++++ Records supplied

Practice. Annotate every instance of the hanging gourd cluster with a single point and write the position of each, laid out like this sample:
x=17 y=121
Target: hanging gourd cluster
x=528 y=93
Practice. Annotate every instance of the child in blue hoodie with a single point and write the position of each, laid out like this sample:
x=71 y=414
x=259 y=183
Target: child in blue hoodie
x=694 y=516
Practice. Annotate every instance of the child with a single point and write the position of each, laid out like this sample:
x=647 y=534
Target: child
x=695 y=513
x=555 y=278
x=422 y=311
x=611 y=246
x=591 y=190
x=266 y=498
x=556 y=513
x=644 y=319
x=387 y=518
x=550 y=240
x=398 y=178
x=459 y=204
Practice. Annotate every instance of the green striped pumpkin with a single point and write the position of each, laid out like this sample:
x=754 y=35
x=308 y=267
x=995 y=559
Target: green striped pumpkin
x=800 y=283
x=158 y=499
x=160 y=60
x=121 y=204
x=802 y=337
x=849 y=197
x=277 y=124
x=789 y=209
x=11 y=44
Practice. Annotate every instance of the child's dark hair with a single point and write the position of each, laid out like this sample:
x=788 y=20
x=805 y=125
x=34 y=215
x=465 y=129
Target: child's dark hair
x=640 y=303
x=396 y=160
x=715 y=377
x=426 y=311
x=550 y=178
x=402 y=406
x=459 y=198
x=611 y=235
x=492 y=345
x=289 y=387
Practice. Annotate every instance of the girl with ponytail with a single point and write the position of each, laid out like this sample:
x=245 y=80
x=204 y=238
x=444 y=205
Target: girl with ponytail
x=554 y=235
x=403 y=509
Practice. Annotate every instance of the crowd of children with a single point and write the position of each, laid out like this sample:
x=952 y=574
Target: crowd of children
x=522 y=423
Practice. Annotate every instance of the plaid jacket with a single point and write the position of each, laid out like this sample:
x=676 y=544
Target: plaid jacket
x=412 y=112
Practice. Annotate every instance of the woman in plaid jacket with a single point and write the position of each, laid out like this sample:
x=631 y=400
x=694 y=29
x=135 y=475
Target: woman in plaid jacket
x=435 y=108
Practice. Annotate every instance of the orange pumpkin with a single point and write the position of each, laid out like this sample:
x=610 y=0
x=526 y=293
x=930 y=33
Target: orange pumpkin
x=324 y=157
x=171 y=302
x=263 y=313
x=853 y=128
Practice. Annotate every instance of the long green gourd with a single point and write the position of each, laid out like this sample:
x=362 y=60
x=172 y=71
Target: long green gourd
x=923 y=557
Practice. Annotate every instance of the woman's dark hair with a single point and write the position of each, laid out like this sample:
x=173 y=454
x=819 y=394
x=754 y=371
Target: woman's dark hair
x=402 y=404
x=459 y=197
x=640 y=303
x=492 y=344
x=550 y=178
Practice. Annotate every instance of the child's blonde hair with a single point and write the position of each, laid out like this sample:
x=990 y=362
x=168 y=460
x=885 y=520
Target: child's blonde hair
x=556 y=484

++++++++

Repeat all the entries exactly as given.

# [Solution for this task]
Practice. Annotate every instance of the hanging gourd cluster with a single point and write the position of each, laid out like this sample:
x=17 y=121
Target: hanging gourd cluster
x=528 y=93
Practice. Annotate every instance of the child in blue hoodie with a single point and write the position of each, laid out like this sample:
x=71 y=414
x=259 y=183
Target: child in blue hoodie
x=694 y=516
Practice. Annotate every instance of the child with a single point and write the position of each, laid out like this sample:
x=647 y=534
Target: child
x=695 y=513
x=555 y=278
x=422 y=311
x=611 y=246
x=591 y=190
x=266 y=498
x=556 y=513
x=644 y=319
x=387 y=518
x=550 y=240
x=398 y=178
x=459 y=204
Practice. Annotate every instance of the green striped pumpkin with a single point and write the position of each, laid out like this sample:
x=754 y=35
x=308 y=267
x=995 y=559
Target: green striped pumpkin
x=800 y=283
x=158 y=499
x=160 y=60
x=121 y=204
x=802 y=337
x=849 y=197
x=277 y=124
x=789 y=209
x=11 y=44
Practice. Annotate every instance of the child's dark hair with a single point and write the position of each, laid out like this sample:
x=788 y=20
x=805 y=125
x=34 y=215
x=465 y=129
Target: child's dark hair
x=640 y=303
x=396 y=160
x=715 y=377
x=426 y=311
x=550 y=178
x=402 y=406
x=459 y=198
x=611 y=235
x=492 y=345
x=289 y=387
Practice. Annotate every instance of the girl with ponytail with a single point and write the position of each, laid out like this sample:
x=245 y=80
x=204 y=238
x=444 y=205
Target: girl with ponytail
x=554 y=235
x=403 y=509
Practice. Annotate every instance of the crowd of children with a single point and write the position of each, laid out like this sample:
x=952 y=574
Target: crowd of children
x=522 y=423
Practice. Annotate every instance of the plaid jacket with a single point and write the position of each, laid out like this sample:
x=676 y=544
Target: plaid jacket
x=412 y=112
Practice. Annotate every instance of the woman in plaid jacket with a single point and write the position of each, laid out like this sample:
x=631 y=400
x=694 y=29
x=135 y=475
Target: woman in plaid jacket
x=435 y=108
Practice. Annotate every instance of the orange pumpkin with a single point and write the position of each, laid out like this sample:
x=610 y=0
x=526 y=293
x=930 y=33
Target: orange pumpkin
x=324 y=157
x=171 y=302
x=263 y=313
x=853 y=128
Practice. Annotate every instance of the long green gourd with a single point and write the position of each, laid out like this sample:
x=362 y=60
x=172 y=71
Target: long green gourd
x=923 y=557
Practice. Annotate every instance of the woman's dark hair with a single point and write the position of each, laid out like this sample:
x=173 y=454
x=819 y=394
x=754 y=371
Target: woman's dark hair
x=402 y=404
x=459 y=197
x=640 y=303
x=492 y=344
x=550 y=178
Practice. Annotate every instance of the child's blonde hair with a single point and write the position of each, laid out like this sample:
x=990 y=362
x=168 y=460
x=885 y=520
Target: child's blonde hair
x=556 y=484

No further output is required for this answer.